* _Aim of the task_
Rewrite the part of the grid frequency text that opens with the words "I then analysed" and closes with "inertia (see chart).", putting "examined" in place of "analysed".

* _Page text_

****

I then analysed the number of 15-second intervals in each winter season for which the operation or statutory limits were breached. The results are in the table below. As can be seen, in the past 4 years, there have been c 500 times the upper operational limit was breached, but in 2017 – 2019 the number was higher. The lower limit has tended to be breached less often – 2022 was an outlier with a very high number of breaches. There has also been a consistent trend of lower limit breaches increasing in frequency, which is consistent with falling grid inertia (see chart).
What is also interesting is that Winter 2024 is on track to be one of the worst years for operational limit breaches, despite the fact that so far this winter, grid inertia has actually been increasing.
This fits with the expected picture that the grid is becoming less reliable. It is also interesting that when individual occurrences are inspected, it is more often the case that frequency has drifted outside the operational range rather than suddenly falling out as would be expected from an outage. This is more worrying as it points to a general difficulty in maintaining stable frequency – things will always break and trip, and the grid is designed to deal with that, but these drifts outside the range speak more to a wider reduction in stability versus what is expected.
I looked at the size of frequency variations over 5-second intervals. A 0.3 Hz variation is considered significant in the control room – these are actually quite rare, 0.2 Hz moves are more common, but still not that typical – smaller moves are much more likely, as can be seen from the chart above. There is a small trend of increasing larger jumps, but the numbers are too low for this to be statistically significant. What is interesting is that in the absence of large jumps, the times that frequency moves outside operational limits is more typically due to drift rather than jumps that can be linked to the loss of large units of generation or interconnectors.

****

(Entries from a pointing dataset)
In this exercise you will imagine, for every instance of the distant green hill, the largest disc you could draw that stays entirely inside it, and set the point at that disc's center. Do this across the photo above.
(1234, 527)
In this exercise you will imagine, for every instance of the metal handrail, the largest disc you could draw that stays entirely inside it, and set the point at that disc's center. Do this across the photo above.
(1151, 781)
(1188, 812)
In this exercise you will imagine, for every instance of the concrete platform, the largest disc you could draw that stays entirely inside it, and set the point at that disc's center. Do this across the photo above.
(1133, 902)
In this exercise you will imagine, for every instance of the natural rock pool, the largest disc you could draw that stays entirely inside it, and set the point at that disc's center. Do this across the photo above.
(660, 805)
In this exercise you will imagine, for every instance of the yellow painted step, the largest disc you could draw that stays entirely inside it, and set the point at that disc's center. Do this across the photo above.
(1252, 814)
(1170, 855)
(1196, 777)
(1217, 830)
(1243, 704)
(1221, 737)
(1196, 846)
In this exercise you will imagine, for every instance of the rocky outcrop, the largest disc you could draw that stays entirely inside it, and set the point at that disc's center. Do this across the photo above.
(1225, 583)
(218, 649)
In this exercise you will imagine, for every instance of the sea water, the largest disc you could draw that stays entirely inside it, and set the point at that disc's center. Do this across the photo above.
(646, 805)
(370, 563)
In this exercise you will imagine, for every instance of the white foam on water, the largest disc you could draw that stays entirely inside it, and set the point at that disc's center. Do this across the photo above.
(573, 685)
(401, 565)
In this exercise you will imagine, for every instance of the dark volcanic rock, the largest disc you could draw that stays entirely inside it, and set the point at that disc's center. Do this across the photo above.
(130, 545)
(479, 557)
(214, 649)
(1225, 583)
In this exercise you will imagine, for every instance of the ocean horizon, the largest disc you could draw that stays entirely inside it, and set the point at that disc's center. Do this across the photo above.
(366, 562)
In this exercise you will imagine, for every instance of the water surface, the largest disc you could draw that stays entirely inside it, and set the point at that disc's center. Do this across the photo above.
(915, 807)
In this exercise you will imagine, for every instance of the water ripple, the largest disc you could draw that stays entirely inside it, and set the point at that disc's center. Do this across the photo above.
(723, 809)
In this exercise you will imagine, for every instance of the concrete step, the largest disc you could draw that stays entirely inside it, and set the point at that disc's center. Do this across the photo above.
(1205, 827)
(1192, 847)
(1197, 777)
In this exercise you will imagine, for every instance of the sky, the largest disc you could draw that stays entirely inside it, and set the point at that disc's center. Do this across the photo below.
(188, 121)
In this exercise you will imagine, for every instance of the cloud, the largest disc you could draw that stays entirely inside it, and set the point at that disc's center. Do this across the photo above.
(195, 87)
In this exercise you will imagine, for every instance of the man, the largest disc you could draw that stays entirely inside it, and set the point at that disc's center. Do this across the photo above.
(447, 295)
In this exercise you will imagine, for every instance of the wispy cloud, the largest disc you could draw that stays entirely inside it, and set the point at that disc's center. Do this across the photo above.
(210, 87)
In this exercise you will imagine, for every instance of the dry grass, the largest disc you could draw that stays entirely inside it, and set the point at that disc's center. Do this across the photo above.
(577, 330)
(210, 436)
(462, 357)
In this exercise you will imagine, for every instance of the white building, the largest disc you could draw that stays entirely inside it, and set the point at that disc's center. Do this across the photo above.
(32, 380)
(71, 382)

****

* _Answer to the exercise_
I then examined the number of 15-second intervals in each winter season for which the operation or statutory limits were breached. The results are in the table below. As can be seen, in the past 4 years, there have been c 500 times the upper operational limit was breached, but in 2017 – 2019 the number was higher. The lower limit has tended to be breached less often – 2022 was an outlier with a very high number of breaches. There has also been a consistent trend of lower limit breaches increasing in frequency, which is consistent with falling grid inertia (see chart).